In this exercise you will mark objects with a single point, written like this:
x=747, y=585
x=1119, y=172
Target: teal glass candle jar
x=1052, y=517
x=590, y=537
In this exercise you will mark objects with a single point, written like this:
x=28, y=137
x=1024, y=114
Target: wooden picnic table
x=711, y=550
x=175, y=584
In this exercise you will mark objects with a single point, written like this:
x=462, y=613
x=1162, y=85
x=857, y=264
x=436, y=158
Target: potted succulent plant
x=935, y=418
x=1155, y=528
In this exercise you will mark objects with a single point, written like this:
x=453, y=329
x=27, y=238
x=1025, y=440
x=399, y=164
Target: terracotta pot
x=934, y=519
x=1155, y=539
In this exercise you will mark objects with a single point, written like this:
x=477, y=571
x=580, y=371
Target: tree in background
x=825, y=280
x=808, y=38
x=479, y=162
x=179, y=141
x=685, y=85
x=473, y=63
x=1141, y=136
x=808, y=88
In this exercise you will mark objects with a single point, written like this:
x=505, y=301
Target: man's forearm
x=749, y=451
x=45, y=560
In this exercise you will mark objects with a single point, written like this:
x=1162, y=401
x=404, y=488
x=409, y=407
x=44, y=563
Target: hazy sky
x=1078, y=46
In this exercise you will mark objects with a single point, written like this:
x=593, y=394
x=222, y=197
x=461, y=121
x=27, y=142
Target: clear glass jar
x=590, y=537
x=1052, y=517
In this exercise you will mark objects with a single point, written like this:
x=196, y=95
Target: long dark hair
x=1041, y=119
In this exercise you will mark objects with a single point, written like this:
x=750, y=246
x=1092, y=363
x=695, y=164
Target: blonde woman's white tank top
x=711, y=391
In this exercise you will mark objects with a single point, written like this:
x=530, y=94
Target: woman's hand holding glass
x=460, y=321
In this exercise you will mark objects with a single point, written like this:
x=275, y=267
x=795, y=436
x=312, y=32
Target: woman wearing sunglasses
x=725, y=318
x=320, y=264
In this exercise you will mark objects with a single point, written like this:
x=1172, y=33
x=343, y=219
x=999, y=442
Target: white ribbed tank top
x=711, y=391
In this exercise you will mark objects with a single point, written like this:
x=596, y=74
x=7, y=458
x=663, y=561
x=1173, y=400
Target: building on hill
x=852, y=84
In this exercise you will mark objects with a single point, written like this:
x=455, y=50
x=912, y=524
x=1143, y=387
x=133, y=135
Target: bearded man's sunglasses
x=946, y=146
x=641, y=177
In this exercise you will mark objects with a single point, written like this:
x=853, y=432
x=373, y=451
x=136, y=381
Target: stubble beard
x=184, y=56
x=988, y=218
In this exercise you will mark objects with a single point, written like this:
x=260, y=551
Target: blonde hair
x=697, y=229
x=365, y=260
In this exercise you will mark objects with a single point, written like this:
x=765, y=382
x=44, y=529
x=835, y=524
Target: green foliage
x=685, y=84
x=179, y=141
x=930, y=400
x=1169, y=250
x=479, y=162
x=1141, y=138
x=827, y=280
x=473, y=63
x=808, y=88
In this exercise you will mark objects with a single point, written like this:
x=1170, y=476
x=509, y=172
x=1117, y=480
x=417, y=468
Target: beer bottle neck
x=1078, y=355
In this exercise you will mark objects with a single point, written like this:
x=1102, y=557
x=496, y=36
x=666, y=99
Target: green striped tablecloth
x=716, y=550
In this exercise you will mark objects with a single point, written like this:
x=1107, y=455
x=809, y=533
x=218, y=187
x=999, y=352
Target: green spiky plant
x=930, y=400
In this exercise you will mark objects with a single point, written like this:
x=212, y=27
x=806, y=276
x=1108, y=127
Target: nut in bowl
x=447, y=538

____________________

▶ DO THIS: Above are some records; extract every one of them exactly.

▶ RESPONSE FOR THIS EXERCISE:
In this exercise you will mark objects with a single point, written like this:
x=747, y=585
x=1119, y=172
Target: teal glass candle jar
x=1052, y=517
x=590, y=537
In this exercise you will mark objects with a single point, written like this:
x=28, y=137
x=1024, y=114
Target: wooden picnic table
x=711, y=550
x=175, y=584
In this exercise you will mark objects with a single point, written like this:
x=462, y=613
x=1162, y=85
x=857, y=264
x=436, y=158
Target: potted succulent plant
x=935, y=418
x=1155, y=528
In this exercise you will mark objects with a single point, written like this:
x=453, y=329
x=27, y=238
x=1025, y=440
x=399, y=164
Target: terracotta pot
x=934, y=519
x=1155, y=539
In this exercise you will mark objects with a single point, written like this:
x=477, y=571
x=580, y=371
Target: tree in background
x=825, y=280
x=808, y=38
x=479, y=162
x=179, y=141
x=685, y=85
x=473, y=63
x=1141, y=136
x=808, y=88
In this exercise you will mark objects with a single point, written like this:
x=505, y=301
Target: man's forearm
x=749, y=451
x=45, y=560
In this exercise you will mark objects with a single point, written like this:
x=1162, y=401
x=404, y=488
x=409, y=407
x=44, y=563
Target: hazy sky
x=1078, y=46
In this exercise you will mark objects with a single point, written like this:
x=593, y=394
x=222, y=197
x=461, y=121
x=27, y=142
Target: clear glass jar
x=590, y=537
x=1052, y=517
In this exercise you will mark objects with a single point, written like this:
x=196, y=95
Target: long dark hair
x=1041, y=119
In this exercise you will mark objects with a single point, written like this:
x=750, y=246
x=1092, y=363
x=695, y=164
Target: blonde woman's white tank top
x=711, y=391
In this exercise you will mark objects with a single point, written like this:
x=530, y=94
Target: woman's hand holding glass
x=460, y=321
In this exercise you will mark objects with a single point, written like this:
x=275, y=267
x=795, y=436
x=312, y=32
Target: woman wearing sunglasses
x=725, y=318
x=320, y=264
In this exercise you will mark objects with a single point, written like this:
x=1172, y=33
x=343, y=219
x=999, y=442
Target: white ribbed tank top
x=711, y=391
In this exercise you will mark objects with a single point, written like this:
x=596, y=74
x=7, y=458
x=663, y=561
x=1173, y=400
Target: building on hill
x=852, y=84
In this exercise you will mark objects with a single point, written like this:
x=455, y=50
x=912, y=524
x=1143, y=387
x=133, y=135
Target: bearded man's sunglasses
x=946, y=146
x=641, y=177
In this exercise you will mark objects with a single point, written like this:
x=853, y=432
x=373, y=451
x=136, y=381
Target: stubble beard
x=184, y=56
x=988, y=218
In this exercise you will mark objects with a single point, written like this:
x=260, y=551
Target: blonde hair
x=697, y=229
x=365, y=260
In this exercise you will mark objects with a single point, written like this:
x=765, y=382
x=44, y=529
x=835, y=524
Target: green foliage
x=685, y=84
x=179, y=141
x=930, y=400
x=1169, y=250
x=479, y=162
x=1141, y=138
x=827, y=280
x=473, y=63
x=808, y=88
In this exercise you will mark objects with a single point, written like this:
x=1170, y=476
x=509, y=172
x=1117, y=480
x=417, y=468
Target: beer bottle neck
x=1078, y=355
In this exercise you will mark objects with a single point, written like this:
x=1102, y=557
x=496, y=36
x=666, y=99
Target: green striped tablecloth
x=716, y=550
In this exercise you will mark objects with a single point, written like this:
x=1107, y=455
x=809, y=533
x=218, y=187
x=999, y=352
Target: green spiky plant
x=930, y=400
In this exercise you will mark objects with a single point, written like this:
x=212, y=27
x=806, y=276
x=1108, y=127
Target: nut in bowl
x=447, y=538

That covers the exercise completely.